- **RECORDS SUPPLIED**
────────────────────

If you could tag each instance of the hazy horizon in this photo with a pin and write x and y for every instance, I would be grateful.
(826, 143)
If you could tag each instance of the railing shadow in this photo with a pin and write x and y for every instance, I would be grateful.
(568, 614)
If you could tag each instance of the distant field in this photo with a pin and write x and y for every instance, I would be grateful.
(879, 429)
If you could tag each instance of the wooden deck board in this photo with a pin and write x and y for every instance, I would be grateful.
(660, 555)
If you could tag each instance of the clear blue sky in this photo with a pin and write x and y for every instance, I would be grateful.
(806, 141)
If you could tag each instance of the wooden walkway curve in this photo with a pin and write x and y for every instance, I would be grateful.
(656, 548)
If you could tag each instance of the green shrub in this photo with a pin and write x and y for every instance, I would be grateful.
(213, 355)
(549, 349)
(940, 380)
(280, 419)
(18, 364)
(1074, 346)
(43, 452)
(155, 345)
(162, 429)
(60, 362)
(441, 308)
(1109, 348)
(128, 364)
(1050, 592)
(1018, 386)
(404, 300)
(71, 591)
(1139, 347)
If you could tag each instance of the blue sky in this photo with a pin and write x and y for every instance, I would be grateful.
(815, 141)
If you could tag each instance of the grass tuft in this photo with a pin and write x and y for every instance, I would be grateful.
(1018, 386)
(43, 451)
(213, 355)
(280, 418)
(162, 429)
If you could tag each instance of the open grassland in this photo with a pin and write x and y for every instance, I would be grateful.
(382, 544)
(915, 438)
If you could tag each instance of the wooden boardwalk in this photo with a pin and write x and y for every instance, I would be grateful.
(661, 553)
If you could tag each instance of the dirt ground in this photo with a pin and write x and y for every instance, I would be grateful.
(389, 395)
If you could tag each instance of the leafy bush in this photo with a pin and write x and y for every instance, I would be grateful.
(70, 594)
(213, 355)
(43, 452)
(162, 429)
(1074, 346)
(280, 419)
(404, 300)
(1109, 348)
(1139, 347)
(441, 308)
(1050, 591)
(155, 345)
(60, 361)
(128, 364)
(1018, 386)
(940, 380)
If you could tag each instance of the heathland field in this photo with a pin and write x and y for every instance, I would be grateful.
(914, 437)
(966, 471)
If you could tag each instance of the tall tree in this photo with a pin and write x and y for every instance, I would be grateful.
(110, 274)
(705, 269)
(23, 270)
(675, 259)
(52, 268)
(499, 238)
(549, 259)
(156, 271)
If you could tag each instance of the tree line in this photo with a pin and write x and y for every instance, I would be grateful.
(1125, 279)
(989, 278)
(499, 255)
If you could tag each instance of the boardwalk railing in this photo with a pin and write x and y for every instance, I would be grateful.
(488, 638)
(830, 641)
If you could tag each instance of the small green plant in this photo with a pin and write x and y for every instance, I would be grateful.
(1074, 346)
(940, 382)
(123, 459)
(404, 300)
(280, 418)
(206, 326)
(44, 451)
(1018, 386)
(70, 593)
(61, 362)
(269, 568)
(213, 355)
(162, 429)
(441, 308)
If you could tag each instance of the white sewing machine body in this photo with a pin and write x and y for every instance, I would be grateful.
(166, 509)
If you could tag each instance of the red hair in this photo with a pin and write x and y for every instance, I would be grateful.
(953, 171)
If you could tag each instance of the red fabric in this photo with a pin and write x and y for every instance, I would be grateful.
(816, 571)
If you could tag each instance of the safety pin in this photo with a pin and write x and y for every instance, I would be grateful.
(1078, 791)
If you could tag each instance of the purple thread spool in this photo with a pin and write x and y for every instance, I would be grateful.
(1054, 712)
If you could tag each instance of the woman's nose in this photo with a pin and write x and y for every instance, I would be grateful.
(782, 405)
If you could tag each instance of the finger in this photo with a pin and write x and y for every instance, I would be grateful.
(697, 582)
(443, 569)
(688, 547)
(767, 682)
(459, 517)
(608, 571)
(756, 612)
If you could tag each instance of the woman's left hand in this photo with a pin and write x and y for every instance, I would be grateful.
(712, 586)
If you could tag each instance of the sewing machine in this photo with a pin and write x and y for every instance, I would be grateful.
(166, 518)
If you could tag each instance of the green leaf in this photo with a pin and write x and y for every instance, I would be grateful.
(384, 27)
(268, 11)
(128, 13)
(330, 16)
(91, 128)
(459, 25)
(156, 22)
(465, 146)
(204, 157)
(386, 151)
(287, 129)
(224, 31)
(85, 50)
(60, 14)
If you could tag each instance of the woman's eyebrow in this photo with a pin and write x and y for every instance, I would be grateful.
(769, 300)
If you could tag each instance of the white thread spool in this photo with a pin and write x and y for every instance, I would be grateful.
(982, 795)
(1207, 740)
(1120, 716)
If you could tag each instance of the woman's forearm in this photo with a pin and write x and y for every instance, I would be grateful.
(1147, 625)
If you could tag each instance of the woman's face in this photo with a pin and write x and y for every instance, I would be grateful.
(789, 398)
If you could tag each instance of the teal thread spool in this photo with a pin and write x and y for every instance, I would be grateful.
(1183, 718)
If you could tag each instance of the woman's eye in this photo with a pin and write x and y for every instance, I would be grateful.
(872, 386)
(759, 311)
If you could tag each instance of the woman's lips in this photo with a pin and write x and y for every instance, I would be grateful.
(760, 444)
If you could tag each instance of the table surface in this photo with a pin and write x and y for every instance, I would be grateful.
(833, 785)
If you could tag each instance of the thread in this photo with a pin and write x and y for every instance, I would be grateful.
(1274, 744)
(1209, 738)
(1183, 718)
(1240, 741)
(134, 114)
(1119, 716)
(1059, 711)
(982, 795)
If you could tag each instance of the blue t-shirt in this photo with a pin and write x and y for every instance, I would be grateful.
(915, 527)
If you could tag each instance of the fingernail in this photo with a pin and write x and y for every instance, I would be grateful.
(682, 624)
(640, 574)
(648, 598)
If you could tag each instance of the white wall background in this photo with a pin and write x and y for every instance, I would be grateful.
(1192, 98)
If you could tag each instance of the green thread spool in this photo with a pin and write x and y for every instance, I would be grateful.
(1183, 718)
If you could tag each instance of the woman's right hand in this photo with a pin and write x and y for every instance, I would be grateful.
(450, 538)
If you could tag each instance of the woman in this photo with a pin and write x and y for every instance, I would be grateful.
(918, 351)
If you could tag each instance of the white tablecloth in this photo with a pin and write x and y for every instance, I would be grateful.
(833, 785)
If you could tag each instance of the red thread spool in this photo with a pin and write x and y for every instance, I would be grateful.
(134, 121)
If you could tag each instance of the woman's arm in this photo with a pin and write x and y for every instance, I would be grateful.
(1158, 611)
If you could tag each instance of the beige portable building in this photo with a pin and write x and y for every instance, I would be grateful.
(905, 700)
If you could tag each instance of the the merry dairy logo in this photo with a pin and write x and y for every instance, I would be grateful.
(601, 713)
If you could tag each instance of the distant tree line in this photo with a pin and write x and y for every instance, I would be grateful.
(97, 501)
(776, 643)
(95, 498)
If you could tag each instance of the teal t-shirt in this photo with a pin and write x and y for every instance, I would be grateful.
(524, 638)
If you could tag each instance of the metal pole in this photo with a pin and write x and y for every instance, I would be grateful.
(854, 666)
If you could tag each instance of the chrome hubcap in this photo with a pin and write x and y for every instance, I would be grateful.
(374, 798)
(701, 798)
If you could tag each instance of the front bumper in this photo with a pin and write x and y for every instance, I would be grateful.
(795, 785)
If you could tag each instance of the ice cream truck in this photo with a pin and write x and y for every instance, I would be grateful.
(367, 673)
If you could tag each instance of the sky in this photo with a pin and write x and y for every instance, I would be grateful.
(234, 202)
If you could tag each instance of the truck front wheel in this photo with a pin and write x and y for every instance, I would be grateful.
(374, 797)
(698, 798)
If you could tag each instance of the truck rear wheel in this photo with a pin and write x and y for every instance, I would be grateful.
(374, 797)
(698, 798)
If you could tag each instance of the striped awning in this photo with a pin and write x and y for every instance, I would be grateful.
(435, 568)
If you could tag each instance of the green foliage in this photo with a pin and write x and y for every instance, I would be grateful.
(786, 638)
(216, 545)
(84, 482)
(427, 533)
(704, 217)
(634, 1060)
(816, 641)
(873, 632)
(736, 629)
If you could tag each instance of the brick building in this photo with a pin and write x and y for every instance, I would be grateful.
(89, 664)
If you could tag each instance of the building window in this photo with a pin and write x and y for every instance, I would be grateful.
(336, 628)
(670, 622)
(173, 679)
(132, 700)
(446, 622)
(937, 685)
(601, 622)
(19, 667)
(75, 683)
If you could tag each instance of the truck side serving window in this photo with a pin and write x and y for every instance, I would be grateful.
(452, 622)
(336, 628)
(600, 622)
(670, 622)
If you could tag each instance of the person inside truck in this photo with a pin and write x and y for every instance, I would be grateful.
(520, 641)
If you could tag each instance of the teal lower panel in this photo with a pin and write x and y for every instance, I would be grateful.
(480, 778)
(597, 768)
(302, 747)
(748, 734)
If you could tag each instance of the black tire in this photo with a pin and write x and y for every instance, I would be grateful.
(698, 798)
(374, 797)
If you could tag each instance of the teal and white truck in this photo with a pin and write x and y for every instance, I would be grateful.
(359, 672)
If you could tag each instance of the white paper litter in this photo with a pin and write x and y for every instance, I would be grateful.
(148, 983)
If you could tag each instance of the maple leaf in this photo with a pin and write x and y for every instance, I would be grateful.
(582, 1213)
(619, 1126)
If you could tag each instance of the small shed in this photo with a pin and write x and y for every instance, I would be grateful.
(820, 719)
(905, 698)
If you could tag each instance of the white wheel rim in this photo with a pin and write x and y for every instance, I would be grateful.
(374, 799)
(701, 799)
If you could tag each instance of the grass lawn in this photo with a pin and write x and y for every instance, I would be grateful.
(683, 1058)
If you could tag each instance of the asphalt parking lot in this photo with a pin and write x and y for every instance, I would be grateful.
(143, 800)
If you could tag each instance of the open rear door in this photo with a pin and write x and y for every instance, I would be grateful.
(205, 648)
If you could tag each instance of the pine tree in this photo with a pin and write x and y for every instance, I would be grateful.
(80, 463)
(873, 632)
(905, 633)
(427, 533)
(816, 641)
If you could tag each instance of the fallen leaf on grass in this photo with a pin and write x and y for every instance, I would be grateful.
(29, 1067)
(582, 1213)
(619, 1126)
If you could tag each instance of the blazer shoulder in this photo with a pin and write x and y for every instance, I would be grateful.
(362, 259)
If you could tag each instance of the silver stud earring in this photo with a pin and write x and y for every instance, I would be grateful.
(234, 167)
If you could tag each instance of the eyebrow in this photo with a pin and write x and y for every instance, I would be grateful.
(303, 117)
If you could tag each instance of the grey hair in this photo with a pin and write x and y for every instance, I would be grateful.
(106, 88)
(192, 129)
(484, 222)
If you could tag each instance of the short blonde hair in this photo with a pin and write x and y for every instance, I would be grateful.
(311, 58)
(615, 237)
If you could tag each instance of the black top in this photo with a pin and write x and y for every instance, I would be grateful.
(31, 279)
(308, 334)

────────────────────

- **EXERCISE DESCRIPTION**
Repeat, without change, each line of the data above from the one that contains "If you could tag each instance of the asphalt" through the final line, counting both.

- **EXPECTED ANSWER**
If you could tag each instance of the asphalt parking lot in this photo with a pin and write x and y for every instance, I would be grateful.
(143, 800)
If you could tag each instance of the open rear door in this photo with a pin and write x and y for every instance, I would be grateful.
(205, 648)
If you could tag each instance of the pine tree in this photo with a pin and write x and y for every instance, I would be grateful.
(80, 463)
(873, 632)
(905, 633)
(427, 533)
(816, 641)
If you could tag each instance of the fallen leaf on grass in this photo with a pin and write x and y for every instance, I would be grateful.
(29, 1067)
(582, 1213)
(619, 1126)
If you could tag each instance of the blazer shoulder in this photo with a pin and write x and y for every instance, I would be grateful.
(362, 259)
If you could tag each instance of the silver stud earring in this photo with a pin and write x and y for every instance, I would be grateful.
(234, 167)
If you could tag each instance of the eyebrow in this photo with a pin and write x and y for every instance, I would be grateful.
(303, 117)
If you could tag each instance of the grey hair in this photo with a pin and write x and y for every instance, I would be grateful.
(106, 88)
(192, 129)
(484, 222)
If you could tag each instance of the short blonde hair in this photo with a pin and write x and y for every instance, I would be grateful.
(311, 58)
(615, 237)
If you could tag each instance of the black top in this photo with a pin and write x and y for every instance, I would be grateful.
(31, 279)
(308, 334)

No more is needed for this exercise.